§ **INSTRUCTIONS FOR THE TASK**
Go to the line that contains "Question. Place a dot on every instance of the hangar" and extract it along with every line after it, exactly, through the end of the data below.

━━━ SUPPLIED MATERIAL ━━━

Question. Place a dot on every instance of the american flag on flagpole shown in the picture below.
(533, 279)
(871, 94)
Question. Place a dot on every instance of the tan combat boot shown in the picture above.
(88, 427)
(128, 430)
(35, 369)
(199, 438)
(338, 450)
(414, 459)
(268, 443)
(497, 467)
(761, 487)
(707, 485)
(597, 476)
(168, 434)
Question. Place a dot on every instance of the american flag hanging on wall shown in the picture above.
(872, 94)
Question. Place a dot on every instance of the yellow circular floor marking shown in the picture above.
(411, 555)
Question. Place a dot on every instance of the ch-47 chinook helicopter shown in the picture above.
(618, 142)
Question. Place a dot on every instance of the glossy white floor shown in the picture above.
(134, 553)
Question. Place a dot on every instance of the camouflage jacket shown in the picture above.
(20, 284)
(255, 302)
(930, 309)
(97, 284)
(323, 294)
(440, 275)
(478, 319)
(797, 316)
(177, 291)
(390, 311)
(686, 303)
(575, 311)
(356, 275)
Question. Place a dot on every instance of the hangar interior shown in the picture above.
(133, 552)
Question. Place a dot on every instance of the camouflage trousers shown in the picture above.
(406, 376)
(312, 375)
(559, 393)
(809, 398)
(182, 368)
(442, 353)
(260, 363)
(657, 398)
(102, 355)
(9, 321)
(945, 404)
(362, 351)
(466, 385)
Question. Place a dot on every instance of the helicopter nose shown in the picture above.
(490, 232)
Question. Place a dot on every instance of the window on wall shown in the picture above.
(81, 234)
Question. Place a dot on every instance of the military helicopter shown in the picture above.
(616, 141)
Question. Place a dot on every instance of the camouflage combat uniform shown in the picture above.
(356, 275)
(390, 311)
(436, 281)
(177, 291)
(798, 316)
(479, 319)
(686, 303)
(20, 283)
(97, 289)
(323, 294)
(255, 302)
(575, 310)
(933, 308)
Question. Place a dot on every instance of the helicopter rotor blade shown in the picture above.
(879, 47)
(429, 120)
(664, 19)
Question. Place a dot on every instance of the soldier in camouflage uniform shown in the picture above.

━━━

§ **ANSWER BELOW**
Question. Place a dot on every instance of the hangar interior shown in the picture above.
(133, 552)
Question. Place a dot on every instance of the camouflage trousers shown in the picture above.
(406, 376)
(312, 375)
(559, 393)
(809, 398)
(182, 368)
(442, 353)
(260, 363)
(657, 398)
(102, 355)
(9, 321)
(945, 404)
(362, 351)
(466, 385)
Question. Place a dot on every instance of the helicopter nose shown in the picture above.
(490, 232)
Question. Place a dot on every instance of the window on wall shown in the picture above.
(81, 234)
Question. Place a dot on every instance of the military helicopter shown in the picture above.
(616, 141)
Question. Place a dot on every instance of the camouflage combat uniform shown in the picture above.
(356, 275)
(390, 311)
(436, 281)
(177, 291)
(798, 316)
(479, 319)
(686, 303)
(20, 283)
(97, 289)
(323, 294)
(255, 302)
(575, 310)
(933, 308)
Question. Place a dot on every instance of the helicopter rotor blade shown in the picture above.
(879, 47)
(429, 120)
(664, 19)
Question. Place a dot on every instance of the soldier in camouflage uniform shown in the picture above.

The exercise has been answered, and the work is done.